- What is asked: Lay out the lines below as a Markdown table with two columns, "Row" for the row number and "Line" for the line itself, skipping any blank lines.

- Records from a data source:
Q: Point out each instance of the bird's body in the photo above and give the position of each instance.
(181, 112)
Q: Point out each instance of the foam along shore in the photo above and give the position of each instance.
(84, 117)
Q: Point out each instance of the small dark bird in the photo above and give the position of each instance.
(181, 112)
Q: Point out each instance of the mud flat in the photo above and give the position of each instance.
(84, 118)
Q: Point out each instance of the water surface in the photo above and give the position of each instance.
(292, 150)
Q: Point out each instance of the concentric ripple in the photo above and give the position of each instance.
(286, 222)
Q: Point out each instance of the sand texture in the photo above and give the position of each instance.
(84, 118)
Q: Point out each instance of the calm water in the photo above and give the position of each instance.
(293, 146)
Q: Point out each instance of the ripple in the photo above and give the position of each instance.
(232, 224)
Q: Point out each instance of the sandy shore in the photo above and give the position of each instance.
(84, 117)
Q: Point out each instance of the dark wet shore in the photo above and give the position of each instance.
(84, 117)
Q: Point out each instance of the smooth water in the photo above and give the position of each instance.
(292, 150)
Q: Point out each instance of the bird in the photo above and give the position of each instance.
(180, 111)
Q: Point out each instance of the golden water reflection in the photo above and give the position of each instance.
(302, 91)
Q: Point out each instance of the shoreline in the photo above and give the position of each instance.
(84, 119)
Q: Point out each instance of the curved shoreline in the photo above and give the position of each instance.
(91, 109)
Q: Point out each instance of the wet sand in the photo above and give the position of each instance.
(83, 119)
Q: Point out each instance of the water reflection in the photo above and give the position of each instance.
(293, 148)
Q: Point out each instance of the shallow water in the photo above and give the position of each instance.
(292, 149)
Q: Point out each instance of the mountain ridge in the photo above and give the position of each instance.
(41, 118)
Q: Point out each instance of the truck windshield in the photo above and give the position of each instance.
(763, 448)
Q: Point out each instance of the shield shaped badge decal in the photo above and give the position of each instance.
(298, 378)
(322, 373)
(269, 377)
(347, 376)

- Output:
| Row | Line |
|---|---|
| 1 | Q: Point out each instance of the bird's body in the photo above and give the position of each instance. |
| 2 | (181, 112) |
| 3 | Q: Point out each instance of the foam along shore in the photo above and give the position of each instance. |
| 4 | (84, 117) |
| 5 | Q: Point out each instance of the small dark bird in the photo above and give the position of each instance. |
| 6 | (181, 112) |
| 7 | Q: Point out each instance of the mud flat in the photo above and give the position of each instance. |
| 8 | (84, 118) |
| 9 | Q: Point out each instance of the water surface in the photo above and give the position of each instance. |
| 10 | (292, 150) |
| 11 | Q: Point out each instance of the concentric ripple in the photo above and give the position of each instance. |
| 12 | (286, 222) |
| 13 | Q: Point out each instance of the sand texture in the photo above and give the position of each instance. |
| 14 | (84, 118) |
| 15 | Q: Point out each instance of the calm water in the photo above and give the position of each instance. |
| 16 | (293, 146) |
| 17 | Q: Point out each instance of the ripple in the photo above and give the position of each instance. |
| 18 | (232, 224) |
| 19 | Q: Point out each instance of the sandy shore in the photo above and give the position of each instance. |
| 20 | (84, 117) |
| 21 | Q: Point out each instance of the dark wet shore in the photo above and give the position of each instance. |
| 22 | (84, 117) |
| 23 | Q: Point out each instance of the smooth water in the photo above and give the position of each instance. |
| 24 | (292, 150) |
| 25 | Q: Point out each instance of the bird in the photo above and give the position of each instance. |
| 26 | (180, 111) |
| 27 | Q: Point out each instance of the golden water reflection in the photo above and give the position of each instance. |
| 28 | (302, 91) |
| 29 | Q: Point out each instance of the shoreline in the photo above and give the position of each instance. |
| 30 | (84, 119) |
| 31 | Q: Point out each instance of the curved shoreline in the photo above and give the position of each instance. |
| 32 | (91, 109) |
| 33 | Q: Point out each instance of the wet sand in the photo above and give the position of each instance. |
| 34 | (83, 119) |
| 35 | Q: Point out each instance of the water reflection in the photo above and give the position of each instance. |
| 36 | (293, 148) |
| 37 | Q: Point out each instance of the shallow water in the photo above and give the position of each instance. |
| 38 | (292, 149) |
| 39 | Q: Point out each instance of the mountain ridge in the photo above and give the position of each instance. |
| 40 | (41, 118) |
| 41 | Q: Point out each instance of the truck windshield in the photo above and give the position of each instance. |
| 42 | (763, 448) |
| 43 | Q: Point out each instance of the shield shaped badge decal in the photo above and give the position of each instance. |
| 44 | (298, 378) |
| 45 | (322, 373) |
| 46 | (269, 377) |
| 47 | (347, 376) |